• [Description of the task]: Copy the records below from the line containing "Q: For every instance of the meadow" through the line containing "[(453, 302)]", requests included. Multiply every coordinate in the answers by 2.35 and round each result to a whole number, rounding halves up.

• [Data to use]:
--- start ---
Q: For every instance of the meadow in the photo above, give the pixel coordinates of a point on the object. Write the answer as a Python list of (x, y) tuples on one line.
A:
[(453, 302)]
--- end ---
--- start ---
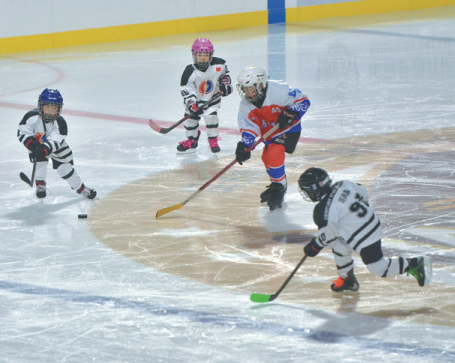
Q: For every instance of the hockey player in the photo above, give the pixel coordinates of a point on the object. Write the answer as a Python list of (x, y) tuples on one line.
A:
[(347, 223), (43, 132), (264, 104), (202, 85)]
--- end ---
• [Correct result]:
Q: For every instance of the meadow in the photo above, give the pixel coordinates of a point on the object. Write the answer as a Python list of (x, y) tuples on one line.
A:
[(1065, 710)]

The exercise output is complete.